*** Data section ***
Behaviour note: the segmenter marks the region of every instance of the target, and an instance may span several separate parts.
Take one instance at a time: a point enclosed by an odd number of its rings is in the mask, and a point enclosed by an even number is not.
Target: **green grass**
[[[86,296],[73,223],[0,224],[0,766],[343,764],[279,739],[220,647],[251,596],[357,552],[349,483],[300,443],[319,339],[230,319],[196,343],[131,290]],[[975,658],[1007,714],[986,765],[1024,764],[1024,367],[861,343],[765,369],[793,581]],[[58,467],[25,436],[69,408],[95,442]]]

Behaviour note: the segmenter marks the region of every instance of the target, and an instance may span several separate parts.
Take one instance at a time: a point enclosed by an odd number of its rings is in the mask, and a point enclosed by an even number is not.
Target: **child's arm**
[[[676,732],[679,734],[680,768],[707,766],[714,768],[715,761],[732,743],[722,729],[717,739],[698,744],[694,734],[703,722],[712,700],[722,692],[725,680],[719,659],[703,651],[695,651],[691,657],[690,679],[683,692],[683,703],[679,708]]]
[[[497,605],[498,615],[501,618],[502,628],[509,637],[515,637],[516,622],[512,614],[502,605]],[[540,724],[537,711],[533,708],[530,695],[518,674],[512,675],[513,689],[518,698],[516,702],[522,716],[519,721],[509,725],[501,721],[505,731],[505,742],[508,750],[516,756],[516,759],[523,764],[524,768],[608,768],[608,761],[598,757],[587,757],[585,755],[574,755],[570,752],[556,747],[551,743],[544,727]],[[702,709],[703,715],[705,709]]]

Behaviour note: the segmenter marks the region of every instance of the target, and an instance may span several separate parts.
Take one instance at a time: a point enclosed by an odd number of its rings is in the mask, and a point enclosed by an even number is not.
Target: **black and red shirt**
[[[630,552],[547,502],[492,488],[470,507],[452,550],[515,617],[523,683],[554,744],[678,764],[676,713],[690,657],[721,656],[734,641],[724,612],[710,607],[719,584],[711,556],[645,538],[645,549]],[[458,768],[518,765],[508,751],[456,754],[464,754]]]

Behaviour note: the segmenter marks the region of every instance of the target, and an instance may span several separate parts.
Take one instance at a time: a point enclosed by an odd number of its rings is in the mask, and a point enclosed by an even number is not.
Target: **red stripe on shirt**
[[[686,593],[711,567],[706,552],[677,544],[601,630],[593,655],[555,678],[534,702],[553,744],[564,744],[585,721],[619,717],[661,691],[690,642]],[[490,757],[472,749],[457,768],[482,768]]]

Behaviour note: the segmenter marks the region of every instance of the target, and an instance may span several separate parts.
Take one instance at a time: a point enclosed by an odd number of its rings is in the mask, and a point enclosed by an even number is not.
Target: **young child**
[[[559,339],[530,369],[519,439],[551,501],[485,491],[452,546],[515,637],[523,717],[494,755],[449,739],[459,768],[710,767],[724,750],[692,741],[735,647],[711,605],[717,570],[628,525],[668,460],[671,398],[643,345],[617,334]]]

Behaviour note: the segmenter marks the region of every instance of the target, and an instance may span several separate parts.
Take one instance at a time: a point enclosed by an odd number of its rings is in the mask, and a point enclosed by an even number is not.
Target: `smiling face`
***
The records above are to be restated word for word, in full.

> _Response to the task_
Behaviour note: the segmenter marks the region of every instance of the target, and an instance may span several separate parts.
Take one instance at a time: a point enclosed by an odd number of its rings is in the mask, and a point enclosed by an even number is not.
Target: **green grass**
[[[86,296],[73,223],[0,224],[0,766],[343,764],[279,739],[220,647],[251,596],[357,552],[349,483],[300,443],[319,339],[230,319],[196,343],[131,290]],[[975,658],[1007,714],[986,765],[1024,764],[1024,367],[861,343],[765,369],[793,581]],[[58,467],[25,436],[69,408],[95,442]]]

Behaviour note: the segmenter marks the region of every instance of the target, and an instance may span several separate parts.
Take one instance at a time: a point enclosed by an odd number of its rings is in the mask, and a point enclosed by an even number is not.
Target: **child's arm**
[[[676,732],[679,734],[680,768],[707,766],[714,768],[715,761],[732,743],[722,729],[717,739],[698,744],[694,734],[703,722],[712,700],[722,692],[725,680],[719,659],[703,651],[695,651],[691,657],[690,679],[683,692],[683,703],[679,708]]]
[[[497,605],[498,615],[501,618],[502,628],[509,637],[515,637],[516,622],[512,614],[502,605]],[[540,724],[537,711],[533,708],[530,695],[518,674],[512,675],[513,689],[518,698],[516,702],[522,716],[519,721],[509,725],[501,721],[505,731],[505,742],[508,750],[516,756],[516,759],[523,764],[524,768],[608,768],[608,761],[598,757],[587,757],[585,755],[574,755],[570,752],[556,747],[551,743],[544,727]],[[702,709],[703,715],[705,709]]]

Behaviour note: the segmenter marks the region of every instance of the target, and an instance may span several separate parts.
Take one instance at a time: a point enclosed by an odd number of its rings is in the mask, and a point enclosed by an even number is not.
Target: **black and red shirt**
[[[630,552],[547,502],[492,488],[470,507],[452,550],[515,617],[523,683],[554,744],[678,764],[676,713],[690,657],[721,656],[734,641],[724,612],[710,607],[719,584],[711,556],[645,538],[645,549]],[[458,768],[518,765],[508,751],[456,754],[464,754]]]

Behaviour note: the segmenter marks the region of every instance of the target, and an instance may span several separate parts.
Take one instance at a time: a point enclosed by an odd number of its rings is in the mask, and a point enclosed by an even number is not.
Target: **red stripe on shirt**
[[[686,593],[711,567],[706,552],[677,544],[601,630],[593,655],[555,678],[534,702],[553,744],[564,744],[585,721],[619,717],[661,691],[690,642]],[[490,757],[472,749],[457,768],[482,768]]]

Behaviour note: the segmenter marks the region of every instance of the target, and an instance may span several separate parts.
Take one instance at a time: a point enclosed by an odd number of its rings is in the mask, and a point enclosed by an even number is not.
Target: **young child**
[[[559,339],[530,369],[519,439],[551,501],[485,491],[452,546],[515,637],[523,717],[494,755],[449,739],[459,768],[710,767],[724,750],[692,741],[735,647],[711,605],[717,570],[628,525],[668,460],[671,398],[643,345],[617,334]]]

Behaviour note: the segmenter marks the region of every instance of the target, and an instance may span several separate parts.
Take one instance at a time: a point enclosed by an odd number of its rings is in the mask, and a point enclosed by an even number is not.
Target: `smiling face`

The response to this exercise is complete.